== The request ==
The required output is the line that contains "coat in this photo." plus every line after it in the listing below, copied exactly as it appears.

Lines of data
——
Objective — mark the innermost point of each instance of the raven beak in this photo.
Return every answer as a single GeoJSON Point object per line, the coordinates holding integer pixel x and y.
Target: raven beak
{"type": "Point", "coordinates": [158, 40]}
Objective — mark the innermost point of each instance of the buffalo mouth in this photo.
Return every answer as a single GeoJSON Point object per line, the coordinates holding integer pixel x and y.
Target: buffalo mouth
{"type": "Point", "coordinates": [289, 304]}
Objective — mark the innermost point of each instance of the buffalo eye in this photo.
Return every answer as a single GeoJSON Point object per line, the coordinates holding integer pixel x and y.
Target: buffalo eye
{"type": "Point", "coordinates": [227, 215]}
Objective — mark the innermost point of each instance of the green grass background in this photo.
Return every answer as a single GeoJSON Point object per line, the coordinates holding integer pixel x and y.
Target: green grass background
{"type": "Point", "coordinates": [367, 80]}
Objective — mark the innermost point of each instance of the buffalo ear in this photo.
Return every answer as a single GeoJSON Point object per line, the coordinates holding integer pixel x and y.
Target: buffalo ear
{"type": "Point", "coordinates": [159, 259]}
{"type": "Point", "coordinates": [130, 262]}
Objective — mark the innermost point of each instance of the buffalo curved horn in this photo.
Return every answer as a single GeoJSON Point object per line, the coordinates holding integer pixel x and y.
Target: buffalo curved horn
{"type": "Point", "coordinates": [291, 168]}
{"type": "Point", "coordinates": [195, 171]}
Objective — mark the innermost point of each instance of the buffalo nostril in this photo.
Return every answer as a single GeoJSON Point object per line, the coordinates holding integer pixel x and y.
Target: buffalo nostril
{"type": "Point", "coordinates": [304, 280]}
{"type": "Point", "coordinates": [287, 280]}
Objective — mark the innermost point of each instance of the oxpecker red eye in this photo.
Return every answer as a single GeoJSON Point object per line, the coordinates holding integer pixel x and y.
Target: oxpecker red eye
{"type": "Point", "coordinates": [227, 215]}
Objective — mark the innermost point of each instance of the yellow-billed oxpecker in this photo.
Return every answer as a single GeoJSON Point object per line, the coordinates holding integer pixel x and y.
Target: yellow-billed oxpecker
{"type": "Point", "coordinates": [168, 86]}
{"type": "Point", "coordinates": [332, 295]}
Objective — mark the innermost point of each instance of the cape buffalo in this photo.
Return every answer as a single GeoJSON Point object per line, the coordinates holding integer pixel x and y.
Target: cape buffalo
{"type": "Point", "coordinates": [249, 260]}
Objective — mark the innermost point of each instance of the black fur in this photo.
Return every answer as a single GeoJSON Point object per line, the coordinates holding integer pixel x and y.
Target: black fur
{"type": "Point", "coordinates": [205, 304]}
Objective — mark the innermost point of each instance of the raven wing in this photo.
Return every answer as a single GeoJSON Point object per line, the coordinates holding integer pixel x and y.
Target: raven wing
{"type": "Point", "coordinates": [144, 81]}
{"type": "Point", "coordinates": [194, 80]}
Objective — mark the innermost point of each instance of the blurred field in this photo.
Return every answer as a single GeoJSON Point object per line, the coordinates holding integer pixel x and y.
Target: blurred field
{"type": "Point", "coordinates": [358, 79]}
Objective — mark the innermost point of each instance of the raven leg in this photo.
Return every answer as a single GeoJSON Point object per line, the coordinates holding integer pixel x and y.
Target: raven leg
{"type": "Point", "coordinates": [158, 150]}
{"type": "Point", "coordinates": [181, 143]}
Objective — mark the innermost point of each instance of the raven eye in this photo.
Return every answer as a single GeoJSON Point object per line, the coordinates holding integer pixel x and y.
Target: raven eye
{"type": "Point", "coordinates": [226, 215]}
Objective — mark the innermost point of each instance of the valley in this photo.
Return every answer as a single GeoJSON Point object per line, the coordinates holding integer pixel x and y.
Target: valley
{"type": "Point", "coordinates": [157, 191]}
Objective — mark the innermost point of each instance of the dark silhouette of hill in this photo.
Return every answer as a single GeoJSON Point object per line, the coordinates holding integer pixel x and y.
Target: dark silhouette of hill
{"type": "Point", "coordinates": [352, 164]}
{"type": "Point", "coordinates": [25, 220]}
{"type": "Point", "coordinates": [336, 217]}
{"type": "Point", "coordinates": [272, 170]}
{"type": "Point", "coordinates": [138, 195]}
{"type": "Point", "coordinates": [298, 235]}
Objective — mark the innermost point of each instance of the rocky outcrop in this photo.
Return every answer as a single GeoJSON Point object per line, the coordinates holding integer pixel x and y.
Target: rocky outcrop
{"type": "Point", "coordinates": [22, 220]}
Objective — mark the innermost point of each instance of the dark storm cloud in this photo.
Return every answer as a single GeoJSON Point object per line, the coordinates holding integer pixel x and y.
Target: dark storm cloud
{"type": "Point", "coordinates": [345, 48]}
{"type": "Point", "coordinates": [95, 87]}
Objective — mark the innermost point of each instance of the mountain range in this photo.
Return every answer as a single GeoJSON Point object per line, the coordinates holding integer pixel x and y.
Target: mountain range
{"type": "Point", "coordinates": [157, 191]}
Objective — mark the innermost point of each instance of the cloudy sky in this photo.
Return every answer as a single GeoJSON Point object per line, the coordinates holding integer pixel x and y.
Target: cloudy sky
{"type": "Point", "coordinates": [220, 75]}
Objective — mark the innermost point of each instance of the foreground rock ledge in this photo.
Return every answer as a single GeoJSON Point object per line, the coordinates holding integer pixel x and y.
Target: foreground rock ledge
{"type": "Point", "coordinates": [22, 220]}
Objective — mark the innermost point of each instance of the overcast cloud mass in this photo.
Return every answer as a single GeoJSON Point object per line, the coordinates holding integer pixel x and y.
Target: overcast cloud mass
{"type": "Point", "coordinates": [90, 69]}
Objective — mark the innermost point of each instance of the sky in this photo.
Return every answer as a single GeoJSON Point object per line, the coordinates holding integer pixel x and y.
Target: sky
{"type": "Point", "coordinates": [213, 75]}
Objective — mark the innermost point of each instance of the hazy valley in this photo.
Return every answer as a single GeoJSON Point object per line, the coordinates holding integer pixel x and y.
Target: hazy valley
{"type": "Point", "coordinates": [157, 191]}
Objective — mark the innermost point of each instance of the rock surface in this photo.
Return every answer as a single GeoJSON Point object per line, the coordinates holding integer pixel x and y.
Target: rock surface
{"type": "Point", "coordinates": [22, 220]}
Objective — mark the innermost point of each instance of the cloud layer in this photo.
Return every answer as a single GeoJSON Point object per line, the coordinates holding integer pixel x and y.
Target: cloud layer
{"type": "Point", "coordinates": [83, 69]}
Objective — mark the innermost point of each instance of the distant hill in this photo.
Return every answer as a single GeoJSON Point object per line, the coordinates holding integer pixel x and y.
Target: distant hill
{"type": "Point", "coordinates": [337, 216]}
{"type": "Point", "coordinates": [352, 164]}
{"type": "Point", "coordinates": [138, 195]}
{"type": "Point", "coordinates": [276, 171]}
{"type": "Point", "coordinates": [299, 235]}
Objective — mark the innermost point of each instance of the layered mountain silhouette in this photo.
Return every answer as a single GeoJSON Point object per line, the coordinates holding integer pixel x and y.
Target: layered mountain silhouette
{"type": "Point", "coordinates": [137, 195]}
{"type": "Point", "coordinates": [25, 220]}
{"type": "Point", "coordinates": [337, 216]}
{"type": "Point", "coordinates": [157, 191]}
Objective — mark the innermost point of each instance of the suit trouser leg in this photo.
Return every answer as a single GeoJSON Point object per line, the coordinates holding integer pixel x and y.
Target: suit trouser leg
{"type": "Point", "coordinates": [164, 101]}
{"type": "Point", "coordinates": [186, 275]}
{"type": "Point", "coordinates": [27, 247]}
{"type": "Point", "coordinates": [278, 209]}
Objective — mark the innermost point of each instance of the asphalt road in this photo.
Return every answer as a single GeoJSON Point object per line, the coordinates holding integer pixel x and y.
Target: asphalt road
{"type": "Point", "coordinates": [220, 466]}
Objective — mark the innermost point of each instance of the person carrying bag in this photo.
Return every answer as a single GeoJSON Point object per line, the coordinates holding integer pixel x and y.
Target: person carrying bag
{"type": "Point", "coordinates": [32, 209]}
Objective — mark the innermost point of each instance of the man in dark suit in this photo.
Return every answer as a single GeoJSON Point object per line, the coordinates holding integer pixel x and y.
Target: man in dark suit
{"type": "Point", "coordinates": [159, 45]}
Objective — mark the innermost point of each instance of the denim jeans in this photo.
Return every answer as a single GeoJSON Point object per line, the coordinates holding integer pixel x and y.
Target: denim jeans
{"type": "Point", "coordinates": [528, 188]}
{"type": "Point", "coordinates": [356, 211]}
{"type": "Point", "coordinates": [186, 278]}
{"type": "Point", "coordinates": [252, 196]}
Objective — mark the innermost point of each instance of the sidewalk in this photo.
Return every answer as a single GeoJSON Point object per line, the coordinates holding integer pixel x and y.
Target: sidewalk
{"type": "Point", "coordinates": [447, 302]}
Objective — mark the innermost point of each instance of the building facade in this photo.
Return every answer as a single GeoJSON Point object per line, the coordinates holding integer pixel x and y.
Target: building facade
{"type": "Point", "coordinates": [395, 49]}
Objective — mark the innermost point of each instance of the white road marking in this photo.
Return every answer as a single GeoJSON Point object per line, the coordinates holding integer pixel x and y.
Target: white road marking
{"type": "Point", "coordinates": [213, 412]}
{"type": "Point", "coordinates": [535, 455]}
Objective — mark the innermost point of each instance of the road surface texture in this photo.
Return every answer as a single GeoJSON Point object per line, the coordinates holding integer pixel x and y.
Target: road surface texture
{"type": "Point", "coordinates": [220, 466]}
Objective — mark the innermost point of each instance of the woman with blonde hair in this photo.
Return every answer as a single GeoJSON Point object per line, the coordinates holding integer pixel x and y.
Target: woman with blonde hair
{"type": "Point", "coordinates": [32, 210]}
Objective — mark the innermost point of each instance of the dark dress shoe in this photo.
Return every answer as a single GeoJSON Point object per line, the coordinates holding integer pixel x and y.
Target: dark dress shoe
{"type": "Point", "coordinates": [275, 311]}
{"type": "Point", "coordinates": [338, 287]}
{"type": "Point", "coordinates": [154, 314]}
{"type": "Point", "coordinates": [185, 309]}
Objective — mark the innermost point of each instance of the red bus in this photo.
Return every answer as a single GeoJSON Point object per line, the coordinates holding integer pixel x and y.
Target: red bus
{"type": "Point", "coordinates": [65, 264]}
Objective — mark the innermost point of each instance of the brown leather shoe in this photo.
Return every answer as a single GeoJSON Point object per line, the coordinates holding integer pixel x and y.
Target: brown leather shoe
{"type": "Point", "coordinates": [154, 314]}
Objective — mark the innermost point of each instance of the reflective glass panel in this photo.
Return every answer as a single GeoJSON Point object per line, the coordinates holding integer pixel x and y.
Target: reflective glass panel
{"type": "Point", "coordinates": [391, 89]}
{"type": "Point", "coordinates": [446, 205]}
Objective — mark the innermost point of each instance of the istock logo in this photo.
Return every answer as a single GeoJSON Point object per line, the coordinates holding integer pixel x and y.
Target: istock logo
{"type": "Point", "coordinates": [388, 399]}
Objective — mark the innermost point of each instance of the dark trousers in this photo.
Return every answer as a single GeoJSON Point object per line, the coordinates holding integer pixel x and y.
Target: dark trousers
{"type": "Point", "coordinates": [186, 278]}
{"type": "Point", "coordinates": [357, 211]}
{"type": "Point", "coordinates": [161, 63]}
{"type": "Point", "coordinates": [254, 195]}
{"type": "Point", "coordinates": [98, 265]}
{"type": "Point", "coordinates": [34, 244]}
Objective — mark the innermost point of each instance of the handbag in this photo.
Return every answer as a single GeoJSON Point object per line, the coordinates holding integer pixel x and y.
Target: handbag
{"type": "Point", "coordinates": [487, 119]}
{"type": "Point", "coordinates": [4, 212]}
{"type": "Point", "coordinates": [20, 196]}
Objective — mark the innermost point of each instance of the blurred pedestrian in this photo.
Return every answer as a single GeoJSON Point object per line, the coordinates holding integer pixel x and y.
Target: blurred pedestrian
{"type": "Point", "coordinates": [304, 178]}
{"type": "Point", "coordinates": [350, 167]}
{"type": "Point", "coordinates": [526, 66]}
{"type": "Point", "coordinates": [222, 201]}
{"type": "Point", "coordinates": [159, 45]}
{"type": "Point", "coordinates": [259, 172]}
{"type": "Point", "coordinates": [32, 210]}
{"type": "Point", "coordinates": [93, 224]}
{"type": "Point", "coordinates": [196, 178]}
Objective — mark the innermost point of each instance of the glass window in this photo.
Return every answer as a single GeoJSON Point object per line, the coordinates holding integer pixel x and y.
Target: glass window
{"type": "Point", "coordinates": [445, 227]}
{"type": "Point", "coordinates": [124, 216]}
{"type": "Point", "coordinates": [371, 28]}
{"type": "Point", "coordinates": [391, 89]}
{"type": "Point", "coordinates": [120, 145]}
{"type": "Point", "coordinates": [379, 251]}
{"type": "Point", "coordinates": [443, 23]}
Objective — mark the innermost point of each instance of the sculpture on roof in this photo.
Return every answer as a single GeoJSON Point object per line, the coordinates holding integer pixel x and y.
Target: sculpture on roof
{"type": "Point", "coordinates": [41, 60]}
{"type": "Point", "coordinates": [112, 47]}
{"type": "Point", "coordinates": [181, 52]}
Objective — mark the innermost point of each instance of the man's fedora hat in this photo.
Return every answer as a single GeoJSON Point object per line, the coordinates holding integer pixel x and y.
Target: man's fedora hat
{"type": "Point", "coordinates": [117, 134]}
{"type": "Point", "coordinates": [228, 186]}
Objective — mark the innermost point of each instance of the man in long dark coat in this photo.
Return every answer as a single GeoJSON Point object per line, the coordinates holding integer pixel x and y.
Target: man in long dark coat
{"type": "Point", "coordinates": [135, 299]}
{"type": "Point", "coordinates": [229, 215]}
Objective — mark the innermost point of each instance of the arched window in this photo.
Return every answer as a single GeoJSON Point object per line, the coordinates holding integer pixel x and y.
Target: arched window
——
== Correct response ==
Objective — mark the innermost point of each instance of the man in long dark coat in this photo.
Return every answer as a single GeoJSON Point object per line, the coordinates holding integer pixel x and y.
Target: man in long dark coat
{"type": "Point", "coordinates": [135, 299]}
{"type": "Point", "coordinates": [229, 215]}
Objective — mark the innermost point of each instance of the arched window in this photo.
Return every answer as a single GeoJSON Point object per line, the coordinates holding integer pixel x and y.
Target: arched window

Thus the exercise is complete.